• Input for this task:
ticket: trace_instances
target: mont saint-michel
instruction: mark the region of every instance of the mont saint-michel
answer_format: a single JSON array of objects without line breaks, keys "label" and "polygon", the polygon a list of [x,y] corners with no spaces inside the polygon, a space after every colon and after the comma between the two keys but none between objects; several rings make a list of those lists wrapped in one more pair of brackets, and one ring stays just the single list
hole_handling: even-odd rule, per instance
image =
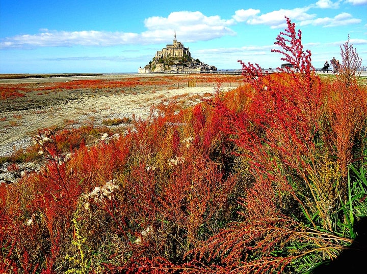
[{"label": "mont saint-michel", "polygon": [[167,45],[165,48],[158,50],[155,56],[144,68],[139,68],[139,73],[163,72],[165,71],[216,71],[217,68],[200,62],[191,57],[189,48],[177,41],[176,31],[173,44]]}]

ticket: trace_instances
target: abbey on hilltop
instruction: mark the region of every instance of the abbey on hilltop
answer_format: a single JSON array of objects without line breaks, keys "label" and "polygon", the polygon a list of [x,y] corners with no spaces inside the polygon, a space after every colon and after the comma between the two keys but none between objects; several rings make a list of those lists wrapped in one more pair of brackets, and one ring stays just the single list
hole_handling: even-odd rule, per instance
[{"label": "abbey on hilltop", "polygon": [[167,45],[162,50],[158,50],[155,56],[143,68],[139,68],[139,73],[163,72],[165,71],[216,71],[217,68],[201,62],[191,57],[189,48],[186,48],[176,39],[174,33],[173,44]]}]

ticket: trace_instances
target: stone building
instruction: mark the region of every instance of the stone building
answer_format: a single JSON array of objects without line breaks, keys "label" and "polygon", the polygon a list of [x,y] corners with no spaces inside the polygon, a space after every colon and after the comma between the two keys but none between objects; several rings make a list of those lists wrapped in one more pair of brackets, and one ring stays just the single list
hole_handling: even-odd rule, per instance
[{"label": "stone building", "polygon": [[162,50],[159,50],[155,53],[155,63],[156,64],[160,59],[166,59],[169,57],[182,58],[184,56],[191,57],[189,48],[186,48],[180,42],[176,39],[176,31],[173,39],[173,44],[167,45]]},{"label": "stone building", "polygon": [[173,44],[167,45],[162,50],[158,50],[149,64],[144,68],[139,68],[138,72],[149,73],[209,70],[217,70],[217,68],[192,58],[189,48],[185,47],[182,43],[177,41],[175,31]]}]

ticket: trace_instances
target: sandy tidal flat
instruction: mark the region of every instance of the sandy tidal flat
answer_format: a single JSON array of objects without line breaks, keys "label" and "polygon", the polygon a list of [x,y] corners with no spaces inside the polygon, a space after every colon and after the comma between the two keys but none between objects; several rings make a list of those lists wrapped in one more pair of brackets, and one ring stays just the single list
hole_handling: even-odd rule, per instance
[{"label": "sandy tidal flat", "polygon": [[[30,80],[33,80],[24,81]],[[21,82],[17,81],[8,82]],[[231,85],[222,86],[221,88],[225,91],[234,88],[235,85]],[[193,105],[199,102],[200,98],[214,93],[216,87],[211,84],[196,87],[162,89],[158,87],[138,94],[90,95],[77,92],[73,98],[41,108],[17,110],[4,107],[0,110],[0,156],[9,156],[19,148],[31,145],[32,136],[37,134],[38,129],[54,126],[64,127],[67,124],[80,126],[91,122],[100,126],[103,119],[132,117],[133,115],[144,119],[149,115],[152,106],[168,102],[170,98],[178,98],[186,106]]]}]

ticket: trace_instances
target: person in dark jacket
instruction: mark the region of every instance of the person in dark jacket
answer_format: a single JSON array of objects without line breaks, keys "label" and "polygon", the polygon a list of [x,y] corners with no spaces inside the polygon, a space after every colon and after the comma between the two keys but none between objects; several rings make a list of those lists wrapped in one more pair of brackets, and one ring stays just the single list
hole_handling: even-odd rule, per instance
[{"label": "person in dark jacket", "polygon": [[323,67],[323,68],[321,69],[321,70],[324,71],[324,73],[325,73],[325,71],[327,73],[329,73],[329,67],[330,67],[330,65],[329,65],[329,62],[326,60],[325,63],[324,64],[324,67]]}]

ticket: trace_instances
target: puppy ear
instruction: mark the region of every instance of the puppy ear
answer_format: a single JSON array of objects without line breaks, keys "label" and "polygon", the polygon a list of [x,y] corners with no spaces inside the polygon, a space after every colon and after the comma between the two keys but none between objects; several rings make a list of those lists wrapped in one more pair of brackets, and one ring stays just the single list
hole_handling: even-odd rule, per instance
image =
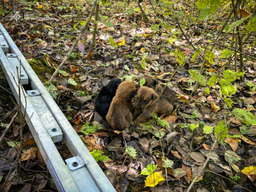
[{"label": "puppy ear", "polygon": [[157,99],[157,95],[156,94],[153,94],[153,99],[154,99],[154,100],[156,100]]},{"label": "puppy ear", "polygon": [[158,84],[158,81],[157,79],[154,79],[155,84]]}]

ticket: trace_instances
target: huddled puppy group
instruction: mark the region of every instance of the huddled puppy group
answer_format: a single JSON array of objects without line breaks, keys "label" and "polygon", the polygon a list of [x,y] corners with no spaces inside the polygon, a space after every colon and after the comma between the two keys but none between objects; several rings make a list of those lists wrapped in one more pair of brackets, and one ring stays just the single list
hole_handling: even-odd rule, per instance
[{"label": "huddled puppy group", "polygon": [[[161,94],[164,85],[159,84],[157,80],[145,76],[139,81],[143,78],[145,83],[140,88],[137,88],[130,81],[121,82],[119,79],[112,79],[102,87],[96,97],[94,111],[114,129],[128,128],[131,124],[147,119],[153,113],[171,113],[173,110],[176,99],[175,92],[166,86]],[[131,111],[134,106],[132,99],[136,95],[136,109],[132,114]]]}]

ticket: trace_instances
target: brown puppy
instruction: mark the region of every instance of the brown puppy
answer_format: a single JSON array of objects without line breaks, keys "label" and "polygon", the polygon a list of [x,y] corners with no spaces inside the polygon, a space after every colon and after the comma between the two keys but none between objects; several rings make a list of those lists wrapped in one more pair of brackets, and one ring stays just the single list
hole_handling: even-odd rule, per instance
[{"label": "brown puppy", "polygon": [[[152,88],[154,90],[157,94],[160,94],[162,93],[163,89],[165,87],[165,85],[158,84],[158,81],[155,79],[153,79],[149,76],[143,76],[139,79],[139,82],[142,78],[145,78],[145,83],[143,86],[148,87],[149,88]],[[163,90],[163,94],[169,97],[172,99],[172,103],[174,104],[176,100],[176,94],[175,91],[172,89],[168,85]]]},{"label": "brown puppy", "polygon": [[153,113],[157,114],[172,113],[173,109],[172,100],[169,97],[163,94],[157,100],[159,96],[151,88],[142,86],[139,89],[136,98],[136,109],[133,115],[133,117],[139,115],[141,111],[143,113],[132,122],[132,125],[148,119]]},{"label": "brown puppy", "polygon": [[134,84],[130,81],[121,83],[113,98],[106,116],[108,122],[114,129],[124,130],[132,121],[131,111],[134,108],[131,99],[136,92]]}]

• Exercise requirements:
The records above need to be restated word for word, with the pictures left out.

• Answer to this exercise:
ticket: trace_instances
target: mont saint-michel
instruction: mark the region of every instance of the mont saint-michel
answer_format: a single JSON array of objects without line breaks, keys "label" and "polygon", the polygon a list of [x,y] corners with no spaces inside the polygon, a space after every colon and after the comma between the two keys but none between objects; several rings make a list of those lists wrapped in one more pair of brackets, and one ring stays just the single list
hole_handling: even-odd rule, per instance
image =
[{"label": "mont saint-michel", "polygon": [[167,45],[165,48],[158,50],[155,56],[144,68],[139,68],[139,73],[163,72],[165,71],[216,71],[217,68],[200,62],[191,57],[189,48],[177,41],[176,31],[173,44]]}]

ticket: trace_instances
target: abbey on hilltop
instruction: mark the region of every instance of the abbey on hilltop
answer_format: a single JSON array of objects without line breaks, keys "label" and "polygon", the polygon a list of [x,y] corners with no spaces inside the polygon, a space after every colon and after the comma between the two keys but none between objects; several rings make a list of those lists wrapped in one more pair of brackets, and one ring stays just the single list
hole_handling: even-odd rule, per instance
[{"label": "abbey on hilltop", "polygon": [[167,45],[162,50],[158,50],[155,56],[143,68],[139,68],[139,73],[163,72],[165,71],[216,71],[217,68],[201,62],[191,57],[189,48],[186,48],[176,39],[174,33],[173,44]]}]

ticket: trace_instances
target: stone building
instruction: mark the region of every instance of the stone building
answer_format: a single JSON array of objects without line breaks, keys "label" and "polygon", the polygon a list of [x,y] corners with no spaces inside the polygon, a space after every colon and after the comma between the two keys but none between objects; several rings make a list of those lists wrapped in one more pair of brackets, and one ring stays just the single list
hole_handling: even-odd rule, per instance
[{"label": "stone building", "polygon": [[162,50],[159,50],[155,53],[155,63],[156,64],[160,59],[166,59],[169,57],[182,58],[184,56],[191,57],[189,48],[186,48],[180,42],[176,39],[176,31],[173,39],[173,44],[167,45]]},{"label": "stone building", "polygon": [[173,44],[167,45],[162,50],[158,50],[149,64],[144,68],[139,68],[138,72],[149,73],[209,70],[217,70],[217,68],[192,58],[189,48],[185,47],[182,43],[177,41],[175,31]]}]

ticket: trace_instances
target: sandy tidal flat
instruction: mark the region of every instance of the sandy tidal flat
answer_format: a single JSON array of objects without line breaks, keys "label" and "polygon", the polygon a list of [x,y] corners with no spaces inside the polygon, a space after every colon and after the comma between the two keys but none between objects; several rings make a list of those lists wrapped in one more pair of brackets, and one ring stays just the single list
hole_handling: even-odd rule, per instance
[{"label": "sandy tidal flat", "polygon": [[[30,80],[33,80],[24,81]],[[21,82],[17,81],[8,82]],[[231,85],[222,86],[221,88],[225,91],[234,88],[235,85]],[[193,105],[199,102],[200,98],[214,93],[216,87],[211,84],[196,87],[162,89],[158,87],[138,94],[90,95],[77,92],[73,98],[41,108],[17,110],[4,107],[0,110],[0,156],[9,156],[19,148],[31,145],[32,136],[37,134],[38,129],[54,126],[64,127],[67,124],[80,126],[91,122],[100,126],[103,119],[132,117],[133,115],[144,119],[149,115],[152,106],[168,102],[170,98],[178,98],[186,106]]]}]

ticket: trace_instances
target: person in dark jacket
instruction: mark the region of every instance of the person in dark jacket
answer_format: a single JSON array of objects without line breaks, keys "label" and "polygon", the polygon a list of [x,y] corners with no spaces inside the polygon, a space after every colon and after the comma between the two keys but none between objects; several rings make a list of those lists wrapped in one more pair of brackets, and one ring stays just the single list
hole_handling: even-odd rule, per instance
[{"label": "person in dark jacket", "polygon": [[323,67],[323,68],[321,69],[321,70],[324,71],[324,73],[325,73],[325,71],[327,73],[329,73],[329,67],[330,67],[330,65],[329,65],[329,62],[326,60],[325,63],[324,64],[324,67]]}]

ticket: trace_instances
target: puppy ear
instruction: mark the region of every instance of the puppy ear
answer_format: a single JSON array of objects without line breaks, keys "label" and "polygon", the polygon a list of [x,y] corners with no spaces inside the polygon, a space after every colon and after the comma between the two keys but none between objects; several rings make a list of those lists wrapped in one more pair of brackets, and one ring stays just the single list
hole_handling: even-odd rule, per instance
image =
[{"label": "puppy ear", "polygon": [[157,99],[157,95],[156,94],[153,94],[153,99],[154,99],[154,100],[156,100]]},{"label": "puppy ear", "polygon": [[158,84],[158,81],[157,79],[154,79],[155,84]]}]

ticket: trace_instances
target: huddled puppy group
instruction: mark the region of every instance of the huddled puppy group
answer_format: a single JSON array of objects without line breaks, keys "label" and "polygon", the polygon a list of [x,y] corners with no spaces inside the polygon, a space after every colon and after the comma between the two keys but none between objects; several rings make a list of those lists wrapped in one more pair of brackets, and one ring stays just the single list
hole_handling: even-odd rule, per instance
[{"label": "huddled puppy group", "polygon": [[[161,94],[164,85],[159,84],[157,80],[145,76],[139,81],[143,78],[145,83],[140,88],[137,88],[130,81],[121,82],[119,79],[112,79],[102,87],[96,97],[94,111],[114,129],[128,128],[131,124],[147,119],[153,113],[171,113],[173,110],[176,99],[175,92],[166,86]],[[131,111],[134,106],[132,99],[136,95],[136,109],[132,114]]]}]

ticket: trace_instances
target: brown puppy
instruction: mark the region of every instance of the brown puppy
answer_format: a single JSON array of objects without line breaks, keys "label" and "polygon", the polygon a list of [x,y] corners with no spaces inside the polygon, a space after every colon and after the comma between the two keys but none between objects; several rings make a list of those lists wrapped in one more pair of brackets, and one ring stays just the single list
hole_handling: even-odd rule, per instance
[{"label": "brown puppy", "polygon": [[[152,88],[154,90],[157,94],[160,94],[162,93],[163,89],[165,87],[165,85],[158,84],[158,81],[155,79],[153,79],[149,76],[143,76],[139,79],[139,82],[142,78],[145,78],[145,83],[143,86],[148,87],[149,88]],[[163,90],[163,94],[169,97],[172,99],[172,103],[174,104],[176,100],[176,94],[175,91],[172,89],[168,85]]]},{"label": "brown puppy", "polygon": [[153,113],[157,114],[172,113],[173,109],[172,100],[169,97],[163,94],[157,100],[159,96],[151,88],[142,86],[139,89],[136,98],[136,109],[133,115],[133,117],[139,115],[141,111],[143,113],[132,122],[132,125],[148,119]]},{"label": "brown puppy", "polygon": [[134,84],[130,81],[121,83],[113,98],[106,116],[108,122],[114,129],[124,130],[132,121],[131,111],[134,108],[131,99],[136,92]]}]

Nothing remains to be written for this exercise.